↓↓↓

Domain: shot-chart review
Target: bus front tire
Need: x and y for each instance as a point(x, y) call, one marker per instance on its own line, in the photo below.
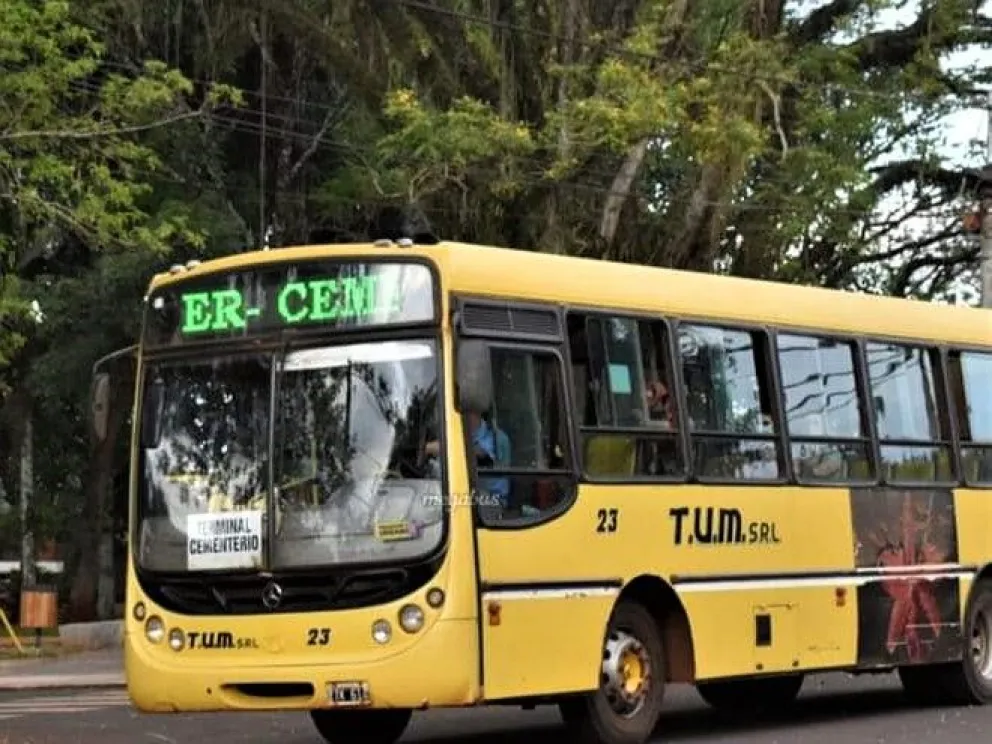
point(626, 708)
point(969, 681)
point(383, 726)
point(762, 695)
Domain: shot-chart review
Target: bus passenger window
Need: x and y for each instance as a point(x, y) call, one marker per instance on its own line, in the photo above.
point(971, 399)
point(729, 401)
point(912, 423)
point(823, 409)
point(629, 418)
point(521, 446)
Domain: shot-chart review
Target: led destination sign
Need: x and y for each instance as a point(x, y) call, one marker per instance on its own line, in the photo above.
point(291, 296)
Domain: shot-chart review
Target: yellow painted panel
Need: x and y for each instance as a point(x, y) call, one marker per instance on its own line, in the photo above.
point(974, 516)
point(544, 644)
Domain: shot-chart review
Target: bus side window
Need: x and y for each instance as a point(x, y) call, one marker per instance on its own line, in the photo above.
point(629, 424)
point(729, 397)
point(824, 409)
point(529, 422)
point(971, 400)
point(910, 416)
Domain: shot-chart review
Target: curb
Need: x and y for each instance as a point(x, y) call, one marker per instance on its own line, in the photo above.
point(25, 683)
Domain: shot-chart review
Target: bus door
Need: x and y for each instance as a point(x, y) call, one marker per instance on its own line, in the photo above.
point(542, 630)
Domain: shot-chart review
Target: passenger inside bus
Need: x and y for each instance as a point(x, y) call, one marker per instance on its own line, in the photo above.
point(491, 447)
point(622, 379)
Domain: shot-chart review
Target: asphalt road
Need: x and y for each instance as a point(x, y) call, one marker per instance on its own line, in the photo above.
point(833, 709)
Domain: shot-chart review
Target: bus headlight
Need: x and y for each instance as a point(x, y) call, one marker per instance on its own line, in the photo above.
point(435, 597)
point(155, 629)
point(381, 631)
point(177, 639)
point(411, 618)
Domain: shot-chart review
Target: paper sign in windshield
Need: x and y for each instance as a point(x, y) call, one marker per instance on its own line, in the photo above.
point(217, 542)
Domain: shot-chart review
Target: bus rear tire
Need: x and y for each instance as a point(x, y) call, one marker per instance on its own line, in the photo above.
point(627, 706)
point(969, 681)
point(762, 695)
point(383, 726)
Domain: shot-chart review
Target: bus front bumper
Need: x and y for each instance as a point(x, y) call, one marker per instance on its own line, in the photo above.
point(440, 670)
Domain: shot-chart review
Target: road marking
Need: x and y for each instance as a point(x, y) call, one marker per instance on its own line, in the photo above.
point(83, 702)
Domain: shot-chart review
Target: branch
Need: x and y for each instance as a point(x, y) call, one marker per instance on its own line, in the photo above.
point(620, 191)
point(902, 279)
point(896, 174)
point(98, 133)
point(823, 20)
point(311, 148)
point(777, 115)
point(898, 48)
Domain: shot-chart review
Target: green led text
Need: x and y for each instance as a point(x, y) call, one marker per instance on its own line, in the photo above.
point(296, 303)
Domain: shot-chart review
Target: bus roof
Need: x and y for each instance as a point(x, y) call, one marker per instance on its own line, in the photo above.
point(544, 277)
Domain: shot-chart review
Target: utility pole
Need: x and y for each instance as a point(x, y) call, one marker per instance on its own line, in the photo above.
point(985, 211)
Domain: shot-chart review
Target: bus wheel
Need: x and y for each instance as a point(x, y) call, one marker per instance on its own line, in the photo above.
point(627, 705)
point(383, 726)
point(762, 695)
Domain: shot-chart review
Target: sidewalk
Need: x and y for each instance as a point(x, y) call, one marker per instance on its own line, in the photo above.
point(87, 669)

↑↑↑

* **Exercise**
Reproduce the listing above word for word, from start to finish, but omit the picture.

* **Solution to this task**
Domain: shot-chart review
Target: bus front tire
Need: x and y for each instance as a point(x, y) call, one marker per instance on its own line, in the photo below.
point(626, 708)
point(969, 681)
point(383, 726)
point(762, 695)
Domain: shot-chart review
Target: bus passenger window
Need: x and y for each instance as a point(x, y) call, one marker per instance on its own line, in the photo above.
point(971, 399)
point(729, 401)
point(912, 423)
point(823, 409)
point(629, 418)
point(521, 446)
Domain: shot-chart review
Target: led destination sign
Need: x and y for each instance as a point(x, y) call, one marker per instance on its own line, in the photo above.
point(291, 296)
Domain: shot-chart review
Target: yellow painted panel
Need: x and y for each instance as a point(x, y) call, one marker per instance on its own line, in the photo above.
point(974, 516)
point(544, 644)
Domain: shot-chart review
Target: bus side window
Need: x and y for each instance as a point(x, y) call, one marker per instance on its own line, in the photo above.
point(629, 424)
point(729, 397)
point(824, 409)
point(529, 422)
point(971, 400)
point(910, 416)
Domain: shot-chart review
Target: curb
Need: x and y for each instance as a point(x, y) call, one marker per instance on its own line, in the photo above.
point(25, 683)
Domain: shot-chart review
Target: bus door
Need: x and y for each instance as a point(x, y) call, one marker per instance on its own line, in the photo above.
point(542, 630)
Domain: shot-chart review
Target: passenger inside bus
Need: x and y for each instance as a point(x, y) call, one marker per instance on its own line, in the photo above.
point(491, 447)
point(622, 379)
Domain: shot-chart review
Target: asphalt road
Need: x and y for each instance as a point(x, y) call, one marker per instance on its own line, in the photo above.
point(833, 709)
Domain: shot-chart review
Target: bus headlight
Need: x and y for each instance as a point(x, y) call, one marker per instance on its own line, in the photo above.
point(435, 597)
point(155, 629)
point(381, 631)
point(177, 639)
point(411, 618)
Domain: shot-chart review
Target: paper sign in windshield
Need: x and y for each instance as a point(x, y) call, one marker per instance on its own line, in the photo above.
point(217, 542)
Domain: shot-chart review
Target: bus rear tire
Need: x and y for each instance as a point(x, y) call, one marker per instance on its own line, in the photo above.
point(627, 706)
point(969, 681)
point(762, 695)
point(383, 726)
Domain: shot-chart review
Target: bus front bumper
Need: x and y for each instance as a point(x, y) call, one marker per instance on its own line, in the photo above.
point(440, 670)
Domain: shot-chart review
Target: road marking
Need: x and y for each instance as a point(x, y) call, one marker per instance on its own line, in the photo above.
point(83, 702)
Domain: shot-chart review
Target: branch
Need: x and y for each instance as a point(x, y) call, one marker per instance on its own line, in the photo above.
point(620, 191)
point(902, 279)
point(896, 174)
point(98, 133)
point(823, 20)
point(311, 148)
point(777, 115)
point(898, 48)
Domain: shot-chart review
Target: green led text
Need: x and y for each instance as a point(x, y) call, one marker per instance on its own line, in the photo above.
point(296, 303)
Domain: shot-chart review
Target: bus roof
Need: x and y for each instance as a point(x, y) call, one marker per instance on its own line, in the photo above.
point(544, 277)
Domain: shot-chart review
Target: utility pole
Need: x and y for each instance as a point(x, y) call, one marker per instance on its own line, in the photo above.
point(985, 211)
Domain: shot-chart review
Target: bus wheel
Need: x and y for each instance as a point(x, y) call, one marker per instance on its own line, in the photo above.
point(627, 705)
point(383, 726)
point(762, 695)
Domain: shot-chart review
Target: sidewalk
Need: x and y for each instance as a point(x, y) call, one marker per instance on its own line, in the photo above.
point(87, 669)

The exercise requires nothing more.